*** Opening THE RECORDS ***

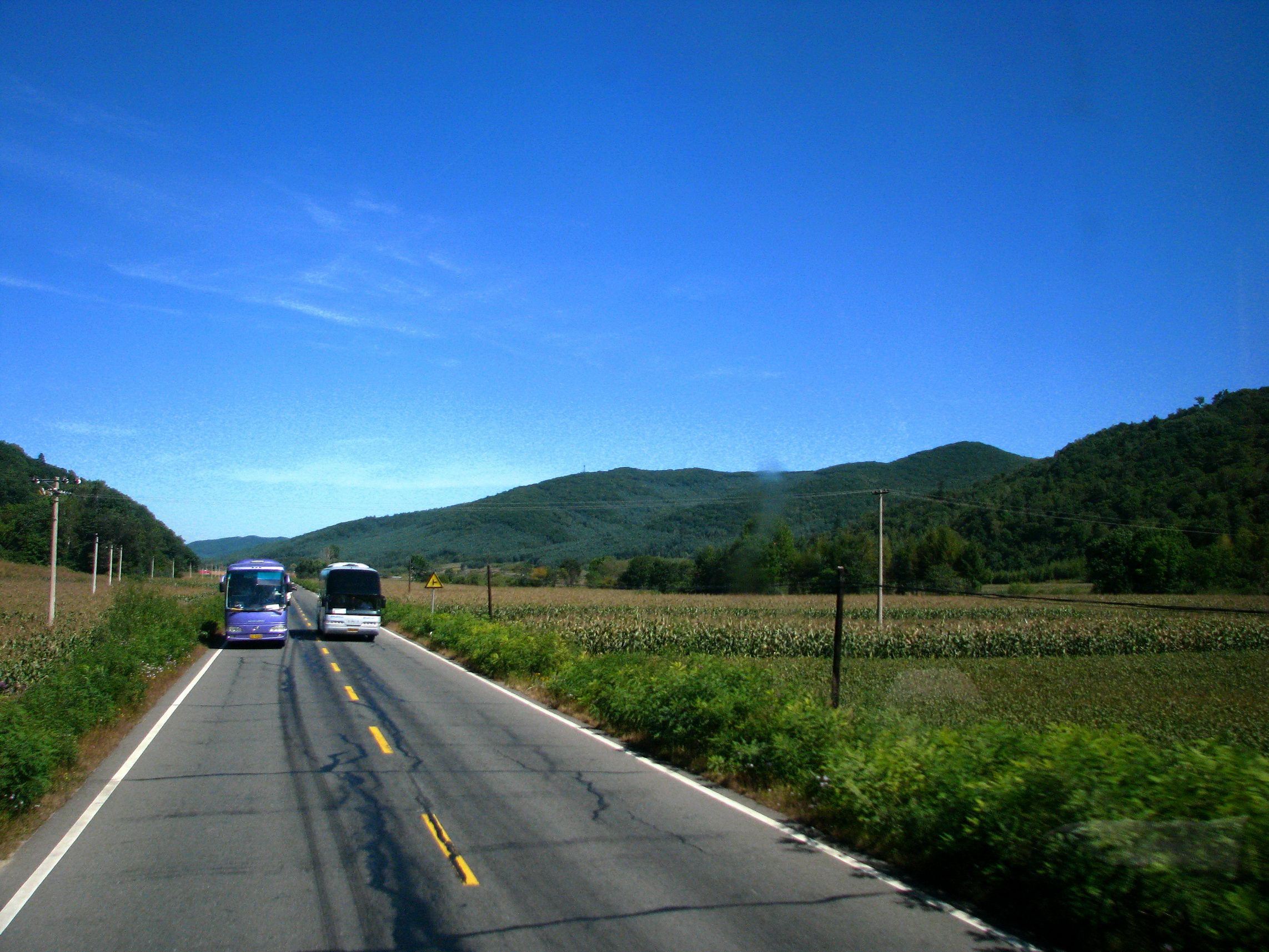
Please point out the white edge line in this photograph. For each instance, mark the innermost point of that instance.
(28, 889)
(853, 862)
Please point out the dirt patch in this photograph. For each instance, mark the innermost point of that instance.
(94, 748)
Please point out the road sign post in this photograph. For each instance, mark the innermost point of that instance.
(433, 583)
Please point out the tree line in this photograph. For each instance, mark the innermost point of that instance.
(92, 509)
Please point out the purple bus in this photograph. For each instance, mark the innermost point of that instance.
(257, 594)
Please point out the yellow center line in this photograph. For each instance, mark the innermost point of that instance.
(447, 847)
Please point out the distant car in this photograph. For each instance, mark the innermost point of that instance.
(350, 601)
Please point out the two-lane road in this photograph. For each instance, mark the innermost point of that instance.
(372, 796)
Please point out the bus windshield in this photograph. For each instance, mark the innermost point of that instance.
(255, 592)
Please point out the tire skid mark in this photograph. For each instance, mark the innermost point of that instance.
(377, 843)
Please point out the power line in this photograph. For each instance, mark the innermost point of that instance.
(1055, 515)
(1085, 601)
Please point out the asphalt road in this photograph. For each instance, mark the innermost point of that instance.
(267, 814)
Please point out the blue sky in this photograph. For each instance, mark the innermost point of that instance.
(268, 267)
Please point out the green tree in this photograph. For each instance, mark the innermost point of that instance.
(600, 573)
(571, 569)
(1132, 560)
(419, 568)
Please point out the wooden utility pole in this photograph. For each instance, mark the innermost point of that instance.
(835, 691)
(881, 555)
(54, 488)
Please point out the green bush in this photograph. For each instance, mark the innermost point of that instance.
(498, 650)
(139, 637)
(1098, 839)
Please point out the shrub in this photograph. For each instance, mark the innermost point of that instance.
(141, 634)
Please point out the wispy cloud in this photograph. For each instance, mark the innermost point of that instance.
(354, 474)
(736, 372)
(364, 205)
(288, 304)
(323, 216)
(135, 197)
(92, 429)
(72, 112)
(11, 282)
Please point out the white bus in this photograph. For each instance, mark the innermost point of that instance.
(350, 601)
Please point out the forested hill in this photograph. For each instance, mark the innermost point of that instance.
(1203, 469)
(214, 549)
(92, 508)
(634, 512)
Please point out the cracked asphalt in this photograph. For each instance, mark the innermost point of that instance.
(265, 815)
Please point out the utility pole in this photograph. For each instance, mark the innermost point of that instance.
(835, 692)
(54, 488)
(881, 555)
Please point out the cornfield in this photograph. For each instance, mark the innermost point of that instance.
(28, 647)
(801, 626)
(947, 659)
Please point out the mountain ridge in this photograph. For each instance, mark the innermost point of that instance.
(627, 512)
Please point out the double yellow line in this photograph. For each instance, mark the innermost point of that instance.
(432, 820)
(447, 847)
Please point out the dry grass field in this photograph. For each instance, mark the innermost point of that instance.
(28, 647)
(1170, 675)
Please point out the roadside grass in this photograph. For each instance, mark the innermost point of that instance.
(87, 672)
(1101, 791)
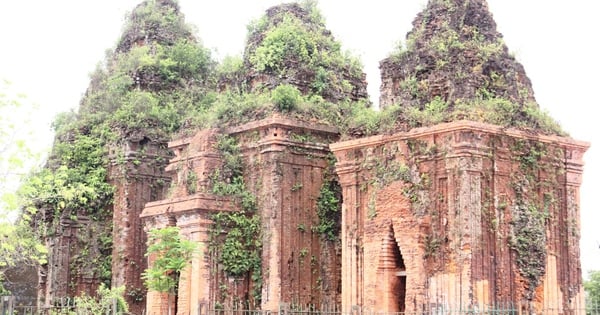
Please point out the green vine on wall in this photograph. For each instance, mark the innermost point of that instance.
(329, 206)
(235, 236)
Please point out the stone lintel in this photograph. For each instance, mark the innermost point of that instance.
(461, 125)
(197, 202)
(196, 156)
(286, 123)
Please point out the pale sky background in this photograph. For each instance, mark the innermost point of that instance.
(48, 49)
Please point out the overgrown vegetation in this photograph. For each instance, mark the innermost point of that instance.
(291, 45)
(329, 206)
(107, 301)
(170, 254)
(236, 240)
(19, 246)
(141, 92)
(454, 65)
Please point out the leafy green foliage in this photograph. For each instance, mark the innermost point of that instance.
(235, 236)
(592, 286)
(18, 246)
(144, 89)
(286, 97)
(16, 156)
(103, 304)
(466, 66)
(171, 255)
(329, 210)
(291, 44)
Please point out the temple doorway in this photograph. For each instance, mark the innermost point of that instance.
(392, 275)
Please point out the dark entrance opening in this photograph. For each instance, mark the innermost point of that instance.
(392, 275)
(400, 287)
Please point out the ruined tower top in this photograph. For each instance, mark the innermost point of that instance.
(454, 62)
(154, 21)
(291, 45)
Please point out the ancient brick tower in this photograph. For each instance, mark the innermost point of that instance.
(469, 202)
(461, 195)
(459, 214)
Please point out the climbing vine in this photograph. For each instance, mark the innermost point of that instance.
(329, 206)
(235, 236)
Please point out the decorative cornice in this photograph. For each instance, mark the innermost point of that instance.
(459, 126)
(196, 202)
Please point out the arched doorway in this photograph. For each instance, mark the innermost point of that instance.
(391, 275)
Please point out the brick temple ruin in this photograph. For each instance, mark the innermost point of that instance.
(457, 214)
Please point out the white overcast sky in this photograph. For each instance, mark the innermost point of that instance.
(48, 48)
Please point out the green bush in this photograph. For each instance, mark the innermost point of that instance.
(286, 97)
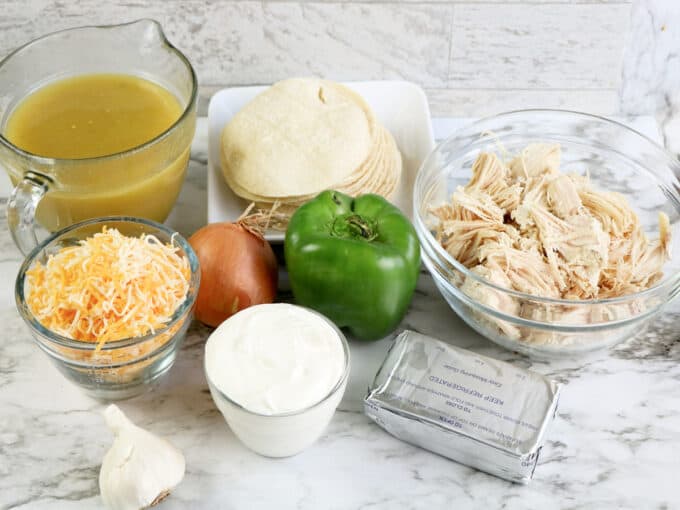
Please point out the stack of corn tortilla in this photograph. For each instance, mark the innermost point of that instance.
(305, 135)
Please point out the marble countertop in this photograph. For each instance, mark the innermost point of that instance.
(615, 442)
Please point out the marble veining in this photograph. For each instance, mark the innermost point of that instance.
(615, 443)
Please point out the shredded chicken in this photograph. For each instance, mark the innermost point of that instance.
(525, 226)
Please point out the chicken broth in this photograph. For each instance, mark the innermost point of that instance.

*** Closing THE RECORDS ***

WHAT THE EXERCISE ASKS:
Leave the pictures aside and output each entry exactly as it stands.

TASK SOLUTION:
Please point out the white edge line in this photograph. For each instance, mark the innermost point of that instance.
(28, 889)
(853, 862)
Please point out the dirt patch in this photograph. For each instance, mark the innermost point of that instance.
(94, 748)
Please point out the road sign post in this photograph. For each instance, mark the innermost point of that instance.
(433, 583)
Please point out the tree line in this photograph. For each instance, mark the innermost point of that instance.
(92, 509)
Please point out the purple bus in this photograph. For each instance, mark the innermost point of that instance.
(257, 594)
Please point out the yellow center line in this photograph. For each instance, mark the innermost point of that instance.
(447, 847)
Please point out the distant car in this photograph. For each instance, mark the innermost point of that instance.
(350, 601)
Please point out the two-lane road in this photograph. For each instance, mark the innermost point of that instance.
(372, 796)
Please point out the bus windshield in this photograph. For each instance, mark the innermost point of that instance.
(255, 592)
Please point out the tire skid mark in this photograph. For each instance, mark the innermost point of that instance.
(377, 843)
Please point out the power line in this photograph. For each instance, mark the innermost point of that instance.
(1055, 515)
(1085, 601)
Please point out the asphalt road in this photograph. For each instance, mark the innermost point of that instance.
(267, 814)
Please point out the blue sky in this photograph. For each instance, mark the innermost point of that instance.
(268, 267)
Please point out the green tree in this photograph. For each instance, mark the innermost point of that instance.
(600, 573)
(571, 569)
(1132, 560)
(419, 568)
Please point out the wooden utility pole in this photograph. For each instance, mark the innermost point of that instance.
(835, 691)
(881, 555)
(54, 488)
Please point out the green bush in this photograph. For each instance, mark the innermost point of that instance.
(498, 650)
(139, 637)
(1098, 839)
Please point out the shrub in this photograph. For each instance, mark the innermost point of that instance.
(141, 634)
Please point out the wispy cloud in this photograph. For each instance, mark the innermost point of that instance.
(354, 474)
(736, 372)
(364, 205)
(288, 304)
(323, 216)
(135, 197)
(92, 429)
(72, 112)
(11, 282)
Please point out the white bus in this photograph. For each instance, mark the innermost point of that instance.
(350, 601)
Please point out the forested hill in this photograph. For each instance, mark the innermost point of that instance.
(1203, 469)
(214, 549)
(92, 508)
(634, 512)
Please point out the cracked asphalt in this photograph. For each instance, mark the innermost point of that instance.
(265, 815)
Please point out the utility pole in this photograph. For each instance, mark the innermost point of that instance.
(835, 692)
(54, 488)
(881, 555)
Please point out the cornfield in this photograph. For each instance, mark the innermost point of that instance.
(28, 647)
(801, 626)
(947, 659)
Please point out the mountain ridge in this photograph. For each instance, mark the innermost point of that instance.
(627, 512)
Please point out the double yellow line in this photograph. For each instance, mark the innermost point of that instance.
(432, 820)
(447, 847)
Please point out the dry grass field in this photograph. For each instance, mark the innermost point of that instance.
(28, 647)
(1170, 675)
Please point out the roadside grass in this photograph. For each instance, mark the innermost point of that instance.
(87, 672)
(1101, 791)
Please point out the green vine on wall in this photograph. For each instance, mark the innermost point of that instance.
(329, 206)
(235, 236)
Please point out the stone lintel in this photograph. For each instance, mark the innermost point of that instance.
(461, 125)
(197, 202)
(196, 156)
(286, 123)
Please point out the pale sky background in this photograph. For each instance, mark the innermost point of that instance.
(48, 49)
Please point out the overgrown vegetation in this photograph. For each instance, mark the innermost point of that instance.
(291, 45)
(329, 206)
(107, 301)
(170, 254)
(236, 240)
(19, 246)
(141, 92)
(454, 65)
Please point out the leafy green foliage in this photograph. For each instance, mark the innermost point of that instance.
(235, 236)
(592, 286)
(18, 246)
(144, 89)
(286, 97)
(16, 156)
(103, 304)
(466, 66)
(171, 255)
(329, 210)
(291, 44)
Please point out the temple doorway in this photograph. For each instance, mark the innermost point of that instance.
(392, 275)
Please point out the dark entrance opening in this photograph. For each instance, mark the innermost point of that instance.
(392, 275)
(400, 287)
Please point out the ruined tower top in this photograph. For each instance, mark the innermost point of that instance.
(454, 62)
(154, 21)
(291, 45)
Please point out the ancient brick tower in this photograph. For each instance, mark the innermost point of that instance.
(469, 202)
(461, 195)
(459, 214)
Please point out the climbing vine in this photograph. For each instance, mark the innermost point of that instance.
(329, 206)
(235, 236)
Please point out the decorative cornice in this photograph. For each instance, mark the innermost point of that instance.
(459, 126)
(196, 202)
Please point out the arched doorway in this photograph. For each instance, mark the innermost point of that instance.
(391, 275)
Please point out the brick temple ruin in this photograph. For each instance, mark the innermost point of that instance.
(457, 214)
Please point out the white overcast sky in this photograph. For each instance, mark the innermost point of that instance.
(48, 48)
Please point out the green bush in this photograph. For each instance, mark the innermost point of that instance.
(286, 97)
Please point out the stack of corn tortilla in this photograph. For each instance, mark the innermost point of that instance.
(305, 135)
Please point out the marble countertop in this photograph. For each instance, mark the innermost point of that instance.
(615, 442)
Please point out the marble veining in this photograph. For each instance, mark the innermost point of that instance.
(615, 443)
Please point out the shredded chicken in this photograph. For each instance, mark the innermost point of that instance.
(525, 226)
Please point out the chicken broth in this photograph. For each instance, mark the innermost point of that instance.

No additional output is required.